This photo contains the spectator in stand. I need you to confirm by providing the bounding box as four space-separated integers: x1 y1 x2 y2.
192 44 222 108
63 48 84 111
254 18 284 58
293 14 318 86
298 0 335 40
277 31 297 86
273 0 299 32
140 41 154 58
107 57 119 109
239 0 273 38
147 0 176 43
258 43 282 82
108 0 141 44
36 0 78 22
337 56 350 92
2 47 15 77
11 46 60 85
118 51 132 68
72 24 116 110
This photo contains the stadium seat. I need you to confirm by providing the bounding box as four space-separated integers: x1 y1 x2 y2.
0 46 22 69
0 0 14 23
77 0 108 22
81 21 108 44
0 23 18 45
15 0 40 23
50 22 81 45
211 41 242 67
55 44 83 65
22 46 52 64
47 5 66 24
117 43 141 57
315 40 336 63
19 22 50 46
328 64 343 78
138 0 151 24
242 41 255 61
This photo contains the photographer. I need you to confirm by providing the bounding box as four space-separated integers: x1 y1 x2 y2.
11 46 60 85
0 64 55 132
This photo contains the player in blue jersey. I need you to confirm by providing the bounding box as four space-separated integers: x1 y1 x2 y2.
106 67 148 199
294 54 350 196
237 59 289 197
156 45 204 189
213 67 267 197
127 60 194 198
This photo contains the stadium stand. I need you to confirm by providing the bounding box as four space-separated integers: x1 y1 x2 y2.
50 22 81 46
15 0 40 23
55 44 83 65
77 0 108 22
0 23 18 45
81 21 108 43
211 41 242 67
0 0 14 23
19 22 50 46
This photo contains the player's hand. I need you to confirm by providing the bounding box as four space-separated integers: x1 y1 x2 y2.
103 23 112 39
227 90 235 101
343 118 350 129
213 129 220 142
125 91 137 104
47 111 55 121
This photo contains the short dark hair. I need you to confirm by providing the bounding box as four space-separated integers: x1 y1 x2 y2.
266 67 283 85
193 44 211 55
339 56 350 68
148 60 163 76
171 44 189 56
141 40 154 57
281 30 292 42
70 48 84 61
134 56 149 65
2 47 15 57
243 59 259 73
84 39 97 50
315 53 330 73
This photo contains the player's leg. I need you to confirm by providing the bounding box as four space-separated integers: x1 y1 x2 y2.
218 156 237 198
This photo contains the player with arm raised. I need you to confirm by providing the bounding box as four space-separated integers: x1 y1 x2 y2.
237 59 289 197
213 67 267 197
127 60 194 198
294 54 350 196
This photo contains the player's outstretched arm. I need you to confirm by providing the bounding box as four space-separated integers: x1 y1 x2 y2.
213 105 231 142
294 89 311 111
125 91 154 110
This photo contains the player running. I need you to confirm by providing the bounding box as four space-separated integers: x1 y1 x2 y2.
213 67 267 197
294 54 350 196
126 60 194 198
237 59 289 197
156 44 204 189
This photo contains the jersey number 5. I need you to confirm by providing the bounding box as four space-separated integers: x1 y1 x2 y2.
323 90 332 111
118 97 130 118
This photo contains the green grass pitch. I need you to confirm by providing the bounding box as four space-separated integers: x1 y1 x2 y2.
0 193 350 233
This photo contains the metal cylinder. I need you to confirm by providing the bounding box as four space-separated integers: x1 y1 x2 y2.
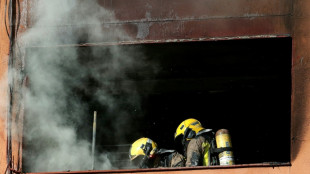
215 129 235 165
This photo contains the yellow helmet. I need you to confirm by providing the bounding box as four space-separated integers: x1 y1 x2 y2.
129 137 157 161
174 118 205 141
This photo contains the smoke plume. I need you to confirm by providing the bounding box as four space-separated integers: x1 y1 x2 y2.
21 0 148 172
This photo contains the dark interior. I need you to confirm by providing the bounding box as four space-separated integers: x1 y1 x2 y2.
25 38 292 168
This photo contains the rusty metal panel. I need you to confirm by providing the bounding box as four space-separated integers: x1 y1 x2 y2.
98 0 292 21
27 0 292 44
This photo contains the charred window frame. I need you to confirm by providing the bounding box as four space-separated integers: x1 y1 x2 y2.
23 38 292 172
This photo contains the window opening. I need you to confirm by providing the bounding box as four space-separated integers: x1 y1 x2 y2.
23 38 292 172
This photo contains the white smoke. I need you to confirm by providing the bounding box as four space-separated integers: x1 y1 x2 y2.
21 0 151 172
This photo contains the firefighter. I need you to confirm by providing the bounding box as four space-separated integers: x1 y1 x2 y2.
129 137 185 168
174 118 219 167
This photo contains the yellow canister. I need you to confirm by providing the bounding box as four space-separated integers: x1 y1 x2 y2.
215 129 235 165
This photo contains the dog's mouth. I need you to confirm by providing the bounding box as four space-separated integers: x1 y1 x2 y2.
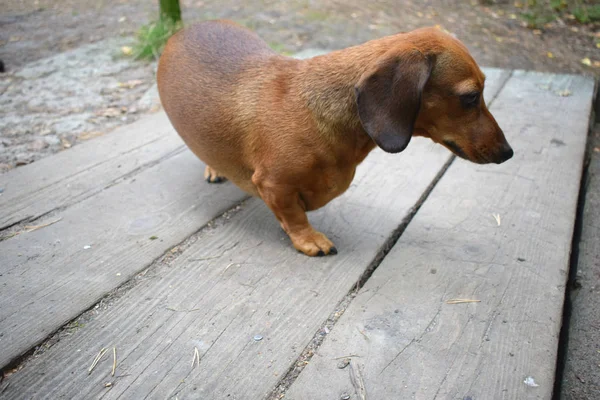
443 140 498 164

----

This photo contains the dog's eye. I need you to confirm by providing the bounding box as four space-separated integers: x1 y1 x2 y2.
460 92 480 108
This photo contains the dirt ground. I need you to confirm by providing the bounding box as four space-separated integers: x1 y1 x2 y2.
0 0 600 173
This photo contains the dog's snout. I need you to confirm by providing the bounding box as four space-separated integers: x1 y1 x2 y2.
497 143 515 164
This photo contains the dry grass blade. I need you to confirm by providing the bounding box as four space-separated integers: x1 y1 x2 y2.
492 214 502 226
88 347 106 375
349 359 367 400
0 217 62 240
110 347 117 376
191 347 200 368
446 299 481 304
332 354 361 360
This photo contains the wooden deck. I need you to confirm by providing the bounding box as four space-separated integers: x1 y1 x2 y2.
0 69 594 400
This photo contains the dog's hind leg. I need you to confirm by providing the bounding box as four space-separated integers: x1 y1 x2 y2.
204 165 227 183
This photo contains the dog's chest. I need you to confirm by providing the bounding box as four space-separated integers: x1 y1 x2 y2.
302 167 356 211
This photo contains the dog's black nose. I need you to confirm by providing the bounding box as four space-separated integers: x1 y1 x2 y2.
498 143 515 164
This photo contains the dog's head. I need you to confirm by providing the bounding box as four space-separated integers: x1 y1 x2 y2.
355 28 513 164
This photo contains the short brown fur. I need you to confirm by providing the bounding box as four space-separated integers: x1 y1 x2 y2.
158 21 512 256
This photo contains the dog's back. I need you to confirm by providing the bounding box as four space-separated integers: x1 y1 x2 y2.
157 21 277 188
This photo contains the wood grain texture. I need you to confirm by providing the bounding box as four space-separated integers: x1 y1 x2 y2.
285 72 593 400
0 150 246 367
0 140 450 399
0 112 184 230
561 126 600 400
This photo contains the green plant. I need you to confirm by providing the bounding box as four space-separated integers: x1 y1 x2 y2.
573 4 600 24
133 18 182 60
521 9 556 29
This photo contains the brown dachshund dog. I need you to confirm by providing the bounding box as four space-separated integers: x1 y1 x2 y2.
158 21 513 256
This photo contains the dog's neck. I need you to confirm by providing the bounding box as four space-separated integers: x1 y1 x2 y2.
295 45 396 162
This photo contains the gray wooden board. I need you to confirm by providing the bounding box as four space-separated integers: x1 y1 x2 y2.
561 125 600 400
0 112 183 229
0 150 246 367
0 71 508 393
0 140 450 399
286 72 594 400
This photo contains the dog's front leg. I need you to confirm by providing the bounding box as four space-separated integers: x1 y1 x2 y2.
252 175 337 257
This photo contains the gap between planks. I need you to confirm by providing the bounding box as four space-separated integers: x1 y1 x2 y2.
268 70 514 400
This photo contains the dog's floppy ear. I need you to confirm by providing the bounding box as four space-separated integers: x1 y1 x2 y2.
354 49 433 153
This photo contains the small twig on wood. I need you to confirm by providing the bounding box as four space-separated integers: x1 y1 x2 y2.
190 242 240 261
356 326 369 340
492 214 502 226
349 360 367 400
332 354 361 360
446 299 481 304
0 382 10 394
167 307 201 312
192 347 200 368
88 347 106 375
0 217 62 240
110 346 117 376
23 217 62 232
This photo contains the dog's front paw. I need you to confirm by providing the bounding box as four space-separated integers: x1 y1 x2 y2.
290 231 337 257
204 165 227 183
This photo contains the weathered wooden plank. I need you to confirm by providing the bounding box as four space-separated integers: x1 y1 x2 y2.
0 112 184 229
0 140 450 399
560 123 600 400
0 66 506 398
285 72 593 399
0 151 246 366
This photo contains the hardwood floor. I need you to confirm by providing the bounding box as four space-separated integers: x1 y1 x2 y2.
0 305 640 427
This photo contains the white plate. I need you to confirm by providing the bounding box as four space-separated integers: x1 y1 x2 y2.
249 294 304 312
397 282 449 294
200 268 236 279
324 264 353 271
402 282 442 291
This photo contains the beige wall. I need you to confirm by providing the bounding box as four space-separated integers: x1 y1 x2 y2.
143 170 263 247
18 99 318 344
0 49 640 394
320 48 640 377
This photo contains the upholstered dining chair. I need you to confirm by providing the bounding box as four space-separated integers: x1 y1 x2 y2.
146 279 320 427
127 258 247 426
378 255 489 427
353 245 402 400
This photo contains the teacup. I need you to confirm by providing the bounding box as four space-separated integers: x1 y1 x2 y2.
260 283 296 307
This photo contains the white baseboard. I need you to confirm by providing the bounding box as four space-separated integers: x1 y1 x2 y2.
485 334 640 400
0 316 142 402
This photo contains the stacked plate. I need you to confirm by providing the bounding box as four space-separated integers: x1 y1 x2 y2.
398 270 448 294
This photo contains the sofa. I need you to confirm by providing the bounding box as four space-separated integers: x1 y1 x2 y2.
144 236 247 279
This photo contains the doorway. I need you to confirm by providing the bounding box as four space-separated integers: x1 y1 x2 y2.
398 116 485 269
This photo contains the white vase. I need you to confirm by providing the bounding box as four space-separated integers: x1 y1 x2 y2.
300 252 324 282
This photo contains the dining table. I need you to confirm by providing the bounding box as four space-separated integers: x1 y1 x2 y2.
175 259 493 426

----

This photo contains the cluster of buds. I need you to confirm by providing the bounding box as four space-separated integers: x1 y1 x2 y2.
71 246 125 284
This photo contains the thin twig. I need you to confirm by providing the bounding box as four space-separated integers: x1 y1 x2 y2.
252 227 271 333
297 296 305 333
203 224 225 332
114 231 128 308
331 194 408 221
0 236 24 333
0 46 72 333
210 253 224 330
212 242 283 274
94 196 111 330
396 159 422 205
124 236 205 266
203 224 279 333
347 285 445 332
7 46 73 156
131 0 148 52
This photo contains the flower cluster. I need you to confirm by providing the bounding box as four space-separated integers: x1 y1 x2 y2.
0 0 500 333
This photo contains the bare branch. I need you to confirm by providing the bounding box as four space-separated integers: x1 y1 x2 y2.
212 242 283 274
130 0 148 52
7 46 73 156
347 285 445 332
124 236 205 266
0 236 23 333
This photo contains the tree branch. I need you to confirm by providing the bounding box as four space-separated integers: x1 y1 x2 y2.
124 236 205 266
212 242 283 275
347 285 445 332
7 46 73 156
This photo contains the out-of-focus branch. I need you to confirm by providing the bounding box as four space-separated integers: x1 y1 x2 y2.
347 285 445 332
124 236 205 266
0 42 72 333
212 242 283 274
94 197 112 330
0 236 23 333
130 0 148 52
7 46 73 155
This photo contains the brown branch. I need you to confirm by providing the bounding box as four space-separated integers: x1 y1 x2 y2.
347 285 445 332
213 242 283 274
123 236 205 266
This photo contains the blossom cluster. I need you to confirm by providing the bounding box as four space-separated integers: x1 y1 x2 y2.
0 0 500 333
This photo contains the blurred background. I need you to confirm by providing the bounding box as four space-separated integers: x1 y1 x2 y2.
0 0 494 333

----

Directions: Format the lines from the one containing "This photo contains the blurred" through the one containing "0 0 494 333", both included, as a JSON list of strings with one string per line and blank lines omitted.

Output for this exercise:
[
  "This photo contains the blurred background. I need you to confirm by providing the bounding box as four space-separated integers: x1 y1 x2 y2.",
  "0 0 494 333"
]